— Work required —
From the records below, copy out word for word every line from the one containing "Security monitoring — review the frame above and find the leaf" through the one containing "[408,280,450,300]", including both of those lines.
** Start of Data for this task **
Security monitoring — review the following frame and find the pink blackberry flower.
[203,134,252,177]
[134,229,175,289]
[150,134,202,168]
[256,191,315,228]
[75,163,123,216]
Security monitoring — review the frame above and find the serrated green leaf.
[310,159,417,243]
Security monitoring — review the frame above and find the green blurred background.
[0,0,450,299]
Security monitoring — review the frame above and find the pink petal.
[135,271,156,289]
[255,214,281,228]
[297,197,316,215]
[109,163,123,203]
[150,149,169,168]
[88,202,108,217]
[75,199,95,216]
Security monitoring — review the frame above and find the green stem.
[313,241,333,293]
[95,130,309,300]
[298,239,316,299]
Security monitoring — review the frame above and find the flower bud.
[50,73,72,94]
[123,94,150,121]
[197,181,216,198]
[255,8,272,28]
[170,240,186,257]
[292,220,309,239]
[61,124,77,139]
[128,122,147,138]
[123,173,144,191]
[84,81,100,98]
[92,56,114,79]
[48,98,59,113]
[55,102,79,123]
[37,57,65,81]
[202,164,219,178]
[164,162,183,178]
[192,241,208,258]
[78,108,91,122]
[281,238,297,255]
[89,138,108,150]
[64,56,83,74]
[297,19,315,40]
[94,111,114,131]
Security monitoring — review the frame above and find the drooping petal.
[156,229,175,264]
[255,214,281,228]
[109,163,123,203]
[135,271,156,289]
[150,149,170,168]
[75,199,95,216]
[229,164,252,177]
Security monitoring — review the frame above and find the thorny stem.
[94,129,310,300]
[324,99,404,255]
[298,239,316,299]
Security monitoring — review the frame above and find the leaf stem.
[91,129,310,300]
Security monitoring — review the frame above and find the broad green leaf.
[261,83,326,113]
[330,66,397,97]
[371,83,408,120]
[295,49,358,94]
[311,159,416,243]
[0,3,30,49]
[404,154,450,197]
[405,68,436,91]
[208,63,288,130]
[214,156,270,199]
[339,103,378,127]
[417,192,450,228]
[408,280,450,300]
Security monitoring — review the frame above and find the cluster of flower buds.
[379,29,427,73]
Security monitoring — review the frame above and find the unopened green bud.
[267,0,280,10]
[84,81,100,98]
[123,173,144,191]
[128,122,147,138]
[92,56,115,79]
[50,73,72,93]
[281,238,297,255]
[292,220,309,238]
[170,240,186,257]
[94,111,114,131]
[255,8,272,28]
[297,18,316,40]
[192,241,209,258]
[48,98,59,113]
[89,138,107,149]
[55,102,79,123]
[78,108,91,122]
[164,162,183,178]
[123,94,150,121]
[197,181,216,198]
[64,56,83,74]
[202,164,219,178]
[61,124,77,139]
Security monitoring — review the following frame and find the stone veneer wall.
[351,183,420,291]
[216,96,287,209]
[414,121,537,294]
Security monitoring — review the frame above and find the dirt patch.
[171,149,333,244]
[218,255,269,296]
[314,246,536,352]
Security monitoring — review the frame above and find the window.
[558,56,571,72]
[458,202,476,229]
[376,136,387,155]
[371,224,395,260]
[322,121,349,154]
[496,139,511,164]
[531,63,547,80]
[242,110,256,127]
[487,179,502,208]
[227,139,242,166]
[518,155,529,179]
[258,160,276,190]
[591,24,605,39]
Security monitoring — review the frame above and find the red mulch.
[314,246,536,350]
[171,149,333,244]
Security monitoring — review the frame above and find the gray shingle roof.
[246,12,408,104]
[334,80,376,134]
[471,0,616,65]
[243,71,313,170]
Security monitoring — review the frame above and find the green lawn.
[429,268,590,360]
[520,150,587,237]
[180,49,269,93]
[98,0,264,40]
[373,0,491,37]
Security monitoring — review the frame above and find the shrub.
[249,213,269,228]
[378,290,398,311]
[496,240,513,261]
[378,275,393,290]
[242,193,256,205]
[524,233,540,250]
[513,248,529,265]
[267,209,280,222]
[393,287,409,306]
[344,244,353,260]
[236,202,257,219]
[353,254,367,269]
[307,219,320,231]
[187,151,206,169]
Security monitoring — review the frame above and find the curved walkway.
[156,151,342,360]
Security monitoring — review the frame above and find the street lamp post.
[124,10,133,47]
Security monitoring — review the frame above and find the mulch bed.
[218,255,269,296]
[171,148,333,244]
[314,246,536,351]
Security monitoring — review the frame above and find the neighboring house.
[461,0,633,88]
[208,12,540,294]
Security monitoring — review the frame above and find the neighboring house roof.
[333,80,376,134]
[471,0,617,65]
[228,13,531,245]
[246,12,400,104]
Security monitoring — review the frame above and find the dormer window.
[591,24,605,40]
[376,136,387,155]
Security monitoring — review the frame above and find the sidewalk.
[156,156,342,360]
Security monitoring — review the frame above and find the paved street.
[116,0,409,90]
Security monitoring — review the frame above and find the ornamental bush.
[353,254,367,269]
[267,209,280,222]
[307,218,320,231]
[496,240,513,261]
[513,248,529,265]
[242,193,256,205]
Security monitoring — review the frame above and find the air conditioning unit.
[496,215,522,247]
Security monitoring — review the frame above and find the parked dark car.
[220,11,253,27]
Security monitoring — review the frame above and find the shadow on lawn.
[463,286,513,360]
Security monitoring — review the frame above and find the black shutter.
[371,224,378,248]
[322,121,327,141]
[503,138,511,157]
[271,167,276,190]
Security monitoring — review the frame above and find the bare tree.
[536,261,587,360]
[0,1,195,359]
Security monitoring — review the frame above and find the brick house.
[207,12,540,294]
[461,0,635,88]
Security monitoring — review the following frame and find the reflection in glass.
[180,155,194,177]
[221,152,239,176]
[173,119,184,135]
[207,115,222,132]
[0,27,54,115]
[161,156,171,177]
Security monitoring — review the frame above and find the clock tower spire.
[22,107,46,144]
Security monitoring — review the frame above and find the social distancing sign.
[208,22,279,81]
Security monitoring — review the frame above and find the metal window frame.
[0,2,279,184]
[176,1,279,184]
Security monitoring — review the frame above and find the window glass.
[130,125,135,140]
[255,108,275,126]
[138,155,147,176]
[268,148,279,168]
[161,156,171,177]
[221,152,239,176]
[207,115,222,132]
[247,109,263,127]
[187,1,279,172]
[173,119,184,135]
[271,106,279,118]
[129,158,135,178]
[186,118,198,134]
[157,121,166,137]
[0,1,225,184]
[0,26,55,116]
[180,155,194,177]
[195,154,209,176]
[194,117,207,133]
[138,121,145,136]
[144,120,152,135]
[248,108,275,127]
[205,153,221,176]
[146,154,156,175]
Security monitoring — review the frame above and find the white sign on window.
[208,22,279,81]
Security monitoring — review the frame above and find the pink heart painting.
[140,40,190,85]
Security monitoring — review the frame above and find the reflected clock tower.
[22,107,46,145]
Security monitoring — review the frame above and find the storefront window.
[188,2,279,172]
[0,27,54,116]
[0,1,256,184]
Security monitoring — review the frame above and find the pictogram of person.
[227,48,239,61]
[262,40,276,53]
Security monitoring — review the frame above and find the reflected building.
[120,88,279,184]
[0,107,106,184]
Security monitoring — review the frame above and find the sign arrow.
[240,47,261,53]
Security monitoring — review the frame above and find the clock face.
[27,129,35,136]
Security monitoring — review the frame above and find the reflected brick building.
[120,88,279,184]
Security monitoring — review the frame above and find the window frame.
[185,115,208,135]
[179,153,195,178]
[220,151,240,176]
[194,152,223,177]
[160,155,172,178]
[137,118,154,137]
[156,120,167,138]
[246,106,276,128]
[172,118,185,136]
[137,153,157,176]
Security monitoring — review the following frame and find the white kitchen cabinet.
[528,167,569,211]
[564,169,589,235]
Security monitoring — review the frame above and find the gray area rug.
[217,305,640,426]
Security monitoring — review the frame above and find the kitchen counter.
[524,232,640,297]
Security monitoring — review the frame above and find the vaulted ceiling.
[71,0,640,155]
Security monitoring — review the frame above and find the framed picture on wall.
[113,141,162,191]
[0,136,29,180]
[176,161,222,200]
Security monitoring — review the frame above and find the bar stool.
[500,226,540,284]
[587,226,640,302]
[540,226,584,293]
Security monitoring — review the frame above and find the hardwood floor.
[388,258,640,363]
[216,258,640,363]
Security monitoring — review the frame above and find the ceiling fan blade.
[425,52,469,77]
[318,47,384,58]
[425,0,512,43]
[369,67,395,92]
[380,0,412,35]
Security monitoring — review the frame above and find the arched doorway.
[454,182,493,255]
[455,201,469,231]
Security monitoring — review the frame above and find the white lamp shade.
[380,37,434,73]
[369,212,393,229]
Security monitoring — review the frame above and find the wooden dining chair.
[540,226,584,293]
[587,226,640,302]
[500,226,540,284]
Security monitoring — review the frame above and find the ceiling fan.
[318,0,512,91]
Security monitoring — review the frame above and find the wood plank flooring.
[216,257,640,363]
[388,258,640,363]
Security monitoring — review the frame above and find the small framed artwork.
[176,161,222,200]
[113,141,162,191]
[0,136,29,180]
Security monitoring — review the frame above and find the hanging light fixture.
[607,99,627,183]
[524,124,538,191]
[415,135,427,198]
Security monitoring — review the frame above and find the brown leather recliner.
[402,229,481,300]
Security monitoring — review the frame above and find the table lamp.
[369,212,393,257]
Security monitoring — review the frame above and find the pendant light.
** End of Data for this task **
— Response below —
Security monitoring — review the frame above and find the leaf stem.
[91,129,310,300]
Security monitoring — review the frame above and find the broad green leaf.
[261,83,326,113]
[330,66,397,97]
[371,83,408,120]
[295,49,358,94]
[311,159,416,243]
[0,3,30,49]
[404,154,450,197]
[405,68,436,91]
[208,63,288,130]
[214,156,270,199]
[339,103,378,127]
[417,192,450,228]
[408,280,450,300]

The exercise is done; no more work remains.